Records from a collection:
----------------
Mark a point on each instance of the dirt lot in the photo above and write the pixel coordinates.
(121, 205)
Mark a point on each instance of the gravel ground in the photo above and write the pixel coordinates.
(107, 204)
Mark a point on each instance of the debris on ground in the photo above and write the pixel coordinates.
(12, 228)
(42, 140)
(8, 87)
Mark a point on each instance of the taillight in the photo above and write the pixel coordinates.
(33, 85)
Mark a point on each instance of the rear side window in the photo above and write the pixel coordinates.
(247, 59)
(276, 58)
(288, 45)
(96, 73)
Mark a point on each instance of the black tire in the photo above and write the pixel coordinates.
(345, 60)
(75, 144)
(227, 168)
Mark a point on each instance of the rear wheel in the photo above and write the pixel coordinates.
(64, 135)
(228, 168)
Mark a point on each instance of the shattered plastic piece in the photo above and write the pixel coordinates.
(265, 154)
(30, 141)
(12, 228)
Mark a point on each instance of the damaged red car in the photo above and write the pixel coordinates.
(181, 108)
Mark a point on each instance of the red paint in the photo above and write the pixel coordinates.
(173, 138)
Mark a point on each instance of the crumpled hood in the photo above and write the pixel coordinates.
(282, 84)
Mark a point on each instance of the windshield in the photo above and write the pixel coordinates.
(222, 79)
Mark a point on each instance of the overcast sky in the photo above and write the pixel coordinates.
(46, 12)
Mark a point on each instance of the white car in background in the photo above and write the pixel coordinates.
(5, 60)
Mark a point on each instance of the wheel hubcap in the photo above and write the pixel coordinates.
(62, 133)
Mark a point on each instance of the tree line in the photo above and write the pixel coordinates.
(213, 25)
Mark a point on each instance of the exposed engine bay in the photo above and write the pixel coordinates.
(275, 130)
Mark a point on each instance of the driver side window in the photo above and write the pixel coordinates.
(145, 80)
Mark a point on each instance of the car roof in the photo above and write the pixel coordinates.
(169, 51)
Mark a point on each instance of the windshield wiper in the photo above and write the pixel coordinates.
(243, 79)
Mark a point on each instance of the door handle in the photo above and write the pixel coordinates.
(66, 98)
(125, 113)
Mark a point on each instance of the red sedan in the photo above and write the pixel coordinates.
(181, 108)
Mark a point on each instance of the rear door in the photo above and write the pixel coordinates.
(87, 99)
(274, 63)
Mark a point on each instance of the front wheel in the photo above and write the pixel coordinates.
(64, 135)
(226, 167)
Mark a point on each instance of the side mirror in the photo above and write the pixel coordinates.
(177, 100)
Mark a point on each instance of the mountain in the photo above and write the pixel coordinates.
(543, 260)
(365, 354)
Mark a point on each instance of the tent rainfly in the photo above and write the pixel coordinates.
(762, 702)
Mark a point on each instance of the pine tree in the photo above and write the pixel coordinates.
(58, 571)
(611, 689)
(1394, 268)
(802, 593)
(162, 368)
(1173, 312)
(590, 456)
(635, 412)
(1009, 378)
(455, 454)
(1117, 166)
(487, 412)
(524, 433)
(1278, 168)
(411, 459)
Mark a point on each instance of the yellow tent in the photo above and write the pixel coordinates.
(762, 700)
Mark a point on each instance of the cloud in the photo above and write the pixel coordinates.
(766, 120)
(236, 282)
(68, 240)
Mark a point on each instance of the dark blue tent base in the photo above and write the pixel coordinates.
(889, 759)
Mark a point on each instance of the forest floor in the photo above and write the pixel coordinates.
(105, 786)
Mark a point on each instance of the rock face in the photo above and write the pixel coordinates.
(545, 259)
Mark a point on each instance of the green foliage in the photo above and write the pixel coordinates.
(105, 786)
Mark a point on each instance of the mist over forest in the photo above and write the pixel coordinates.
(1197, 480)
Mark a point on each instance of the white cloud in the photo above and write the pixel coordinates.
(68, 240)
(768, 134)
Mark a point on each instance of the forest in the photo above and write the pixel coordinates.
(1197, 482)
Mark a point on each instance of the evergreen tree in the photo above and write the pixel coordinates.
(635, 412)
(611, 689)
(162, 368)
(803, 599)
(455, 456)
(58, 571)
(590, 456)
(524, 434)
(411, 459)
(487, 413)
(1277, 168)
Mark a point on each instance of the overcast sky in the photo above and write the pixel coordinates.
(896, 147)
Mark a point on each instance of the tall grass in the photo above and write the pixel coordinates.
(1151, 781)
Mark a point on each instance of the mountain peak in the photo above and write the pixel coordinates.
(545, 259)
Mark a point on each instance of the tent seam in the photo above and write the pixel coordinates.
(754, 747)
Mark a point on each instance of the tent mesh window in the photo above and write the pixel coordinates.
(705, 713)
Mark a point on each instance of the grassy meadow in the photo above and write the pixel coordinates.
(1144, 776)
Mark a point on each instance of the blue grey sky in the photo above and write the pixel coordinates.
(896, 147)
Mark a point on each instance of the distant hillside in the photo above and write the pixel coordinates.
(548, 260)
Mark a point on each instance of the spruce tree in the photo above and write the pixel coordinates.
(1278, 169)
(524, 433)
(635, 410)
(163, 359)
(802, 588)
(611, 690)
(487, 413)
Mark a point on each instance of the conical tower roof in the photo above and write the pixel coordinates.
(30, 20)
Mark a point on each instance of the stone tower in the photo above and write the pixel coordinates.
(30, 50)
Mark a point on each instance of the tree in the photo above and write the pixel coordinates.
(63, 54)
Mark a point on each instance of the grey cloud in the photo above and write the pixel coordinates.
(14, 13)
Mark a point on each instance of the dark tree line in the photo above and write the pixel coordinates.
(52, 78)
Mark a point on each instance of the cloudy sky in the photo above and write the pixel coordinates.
----------------
What to produce:
Write out every entry once more, precisely as it stands.

Solution to this problem:
Mark a point on each instance of the dirt lot in the photo above and write the pixel coordinates.
(121, 205)
Mark a point on each instance of the gravel ground in the photo above and write the pixel coordinates.
(107, 204)
Mark a point on each instance of the debris on ground in the photo above and write the pixel coordinates.
(12, 228)
(42, 140)
(8, 87)
Mark a point on each instance of the taillight in the photo above and write the pixel coordinates.
(33, 85)
Mark a point on each instance of the rear side window in the photo above and write the pixel coordinates.
(247, 59)
(276, 58)
(288, 45)
(96, 73)
Mark a point on each instance of the black tire in the photo above and write the pixel coordinates.
(345, 60)
(75, 144)
(227, 168)
Mark a point on each instance of the rear wheel in the photo above and write the pixel coordinates.
(64, 135)
(228, 168)
Mark a point on each instance of the shattered plastic piece in the photo above and write the pixel coordinates.
(265, 154)
(30, 141)
(12, 228)
Mark a point on each instance of the damaged red car in the photo above and write the pixel coordinates.
(181, 108)
Mark a point on each instance of the red paint in the photo above and write the pixel coordinates.
(173, 138)
Mark a point on each instance of the crumpled hood in the photo above and write the pixel coordinates.
(282, 84)
Mark a point on each instance of the windshield in the photo above and write the pixel coordinates.
(222, 79)
Mark a point on each instance of the overcast sky in the photo above and write the pixel coordinates.
(46, 12)
Mark a point on each instance of the white car in background in the photo above and write the pixel coordinates.
(5, 60)
Mark a point on each instance of the wheel hubcap in the photo above and write the pixel coordinates.
(62, 133)
Mark a point on each instance of the tree line in the photo above and write the pixel coordinates.
(213, 25)
Mark a point on each instance of the exposed engine bay in the photo above and write the pixel coordinates.
(275, 130)
Mark a point on each instance of the driver side window in the photo above and write the pixel coordinates.
(145, 80)
Mark a point on each instance of the car roof in the photo above and write the pixel coordinates.
(169, 51)
Mark a point on each instance of the windshield wiper in the photo above and write the pixel coordinates.
(243, 79)
Mark a point on each instance of the door handle in the photo above and write the pixel coordinates.
(66, 98)
(125, 113)
Mark a point on each instance of the red sedan in the photo above and write the pixel coordinates.
(181, 108)
Mark a point on each instance of the rear door in the photo above and write the pixel coordinates.
(87, 99)
(274, 63)
Mark a point on each instance of the front wheel in the photo above and write the pixel coordinates.
(64, 135)
(226, 167)
Mark a point on each instance of the side mirror in the photo above and write the pixel coordinates.
(177, 100)
Mark a point on each instance of the mountain in the photo above and write the pixel coordinates.
(543, 260)
(365, 354)
Mark a point on each instance of the tent rainfly in the photo above and write the pixel coordinates.
(762, 702)
Mark a point on each instance of the pine tree in the photo above and write the pixel coordinates.
(58, 571)
(611, 689)
(1394, 268)
(802, 593)
(162, 368)
(1173, 312)
(590, 456)
(635, 412)
(1009, 378)
(455, 454)
(1117, 166)
(487, 412)
(524, 433)
(1278, 168)
(411, 459)
Mark a point on each instance of the yellow tent in the photo above and write the pixel coordinates.
(762, 700)
Mark a point on each instance of the cloud in the photo above and write the pixel coordinates.
(766, 120)
(236, 282)
(68, 240)
Mark a point on each instance of the dark blue tent base in the photo above and write the pixel coordinates.
(889, 759)
Mark a point on each instance of the forest floor in the photo above and write the pixel coordinates.
(105, 786)
Mark a point on each instance of the rock face in the photo above and write the pixel coordinates.
(545, 259)
Mark a point on each instance of the green foliage in the photo above and write the pixel coordinates.
(105, 786)
Mark a point on each instance of the mist over forest in the photo above and write the pixel coordinates.
(1197, 480)
Mark a point on each instance of the white cloud in the photo above and write the pixel coordinates.
(68, 240)
(768, 134)
Mark a point on each instance of the forest in the photo above and write the pixel coordinates.
(1197, 482)
Mark a point on each instance of the evergreen tree in the photo above and write the pixel coordinates.
(635, 412)
(611, 689)
(162, 368)
(803, 599)
(455, 456)
(58, 571)
(590, 456)
(524, 434)
(411, 459)
(487, 413)
(1277, 168)
Mark a point on each instance of the overcast sky in the photo above and write the pixel coordinates.
(896, 147)
Mark a point on each instance of the tall grass in the photo above and write the pixel coordinates.
(1151, 781)
Mark a point on each instance of the mountain peak in the photo above and write the pixel coordinates.
(545, 259)
Mark a point on each instance of the tent seam in the photo above and write the pixel coordinates.
(754, 747)
Mark a point on each instance of the tent mesh window in the photo above and write the pixel coordinates.
(705, 713)
Mark a point on each instance of the grassy meadow in the photo above and write the pixel coordinates.
(1144, 776)
Mark a point on each instance of the blue grey sky in the photo above and write the pixel coordinates.
(896, 147)
Mark a point on each instance of the distant hillside in the photo above and write the pixel coordinates.
(548, 260)
Mark a point on each instance of the spruce tree in the photo above and write the pixel coordinates.
(1278, 169)
(524, 433)
(635, 410)
(163, 359)
(802, 588)
(611, 690)
(487, 413)
Mark a point on each instance of the conical tower roof in the photo above and write the pixel coordinates.
(30, 20)
Mark a point on each instance of the stone tower in the photo above and write the pixel coordinates.
(30, 50)
Mark a point on each instance of the tree in the photo above and write the pixel coordinates.
(63, 54)
Mark a point on each instance of the grey cloud in the photo above and write the pixel coordinates.
(14, 13)
Mark a point on each instance of the dark tree line in the photo above and write the pixel coordinates.
(52, 78)
Mark a point on each instance of the cloudy sky in the photo above and write the pixel coordinates.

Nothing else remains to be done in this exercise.